Problem requirements: After finding the line containing "of the grassy" below, please output that line and each following one through the line containing "of the haze", exactly as written.
*** Block opens ***
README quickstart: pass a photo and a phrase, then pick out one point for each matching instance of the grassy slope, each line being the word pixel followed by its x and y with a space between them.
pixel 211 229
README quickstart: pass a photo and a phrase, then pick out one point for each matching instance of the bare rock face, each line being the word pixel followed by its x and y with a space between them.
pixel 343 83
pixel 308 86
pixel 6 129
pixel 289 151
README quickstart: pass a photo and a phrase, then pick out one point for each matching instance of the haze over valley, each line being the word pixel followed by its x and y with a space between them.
*** Block closes ***
*** Block opens ***
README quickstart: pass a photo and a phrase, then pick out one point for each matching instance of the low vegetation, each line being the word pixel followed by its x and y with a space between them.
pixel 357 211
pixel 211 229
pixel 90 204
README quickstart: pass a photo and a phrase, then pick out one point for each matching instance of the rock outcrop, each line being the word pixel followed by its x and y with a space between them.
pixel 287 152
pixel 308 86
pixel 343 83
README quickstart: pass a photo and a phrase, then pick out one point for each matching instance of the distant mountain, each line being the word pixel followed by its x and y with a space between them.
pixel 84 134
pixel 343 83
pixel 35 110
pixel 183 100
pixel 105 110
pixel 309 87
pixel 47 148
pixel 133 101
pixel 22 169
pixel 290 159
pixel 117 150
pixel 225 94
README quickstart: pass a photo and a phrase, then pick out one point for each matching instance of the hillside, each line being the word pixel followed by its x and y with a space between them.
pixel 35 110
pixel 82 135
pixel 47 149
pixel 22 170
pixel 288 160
*** Block closes ***
*** Block opens ***
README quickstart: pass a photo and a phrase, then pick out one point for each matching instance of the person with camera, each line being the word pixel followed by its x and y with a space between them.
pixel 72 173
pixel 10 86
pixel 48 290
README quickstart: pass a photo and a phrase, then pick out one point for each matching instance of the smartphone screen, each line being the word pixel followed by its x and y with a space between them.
*** Block closes ***
Exercise response:
README quickstart: pass a photo and a phrase, then pick out one point for each matching instance of the grassy slope, each line being the word pixel followed by its x and y with a space between them.
pixel 211 229
README quickstart: pass a photo and a phrase, then pick out one point for each matching instance of the bare rock face, each line being the word pixel followed by its x and y with a space between them.
pixel 343 83
pixel 308 86
pixel 6 129
pixel 289 151
README quickstart: pass a photo and a phrase, then pick out one point for each matching instance of the haze over valley, each line being the word pixel followed by its x and y with a space between them.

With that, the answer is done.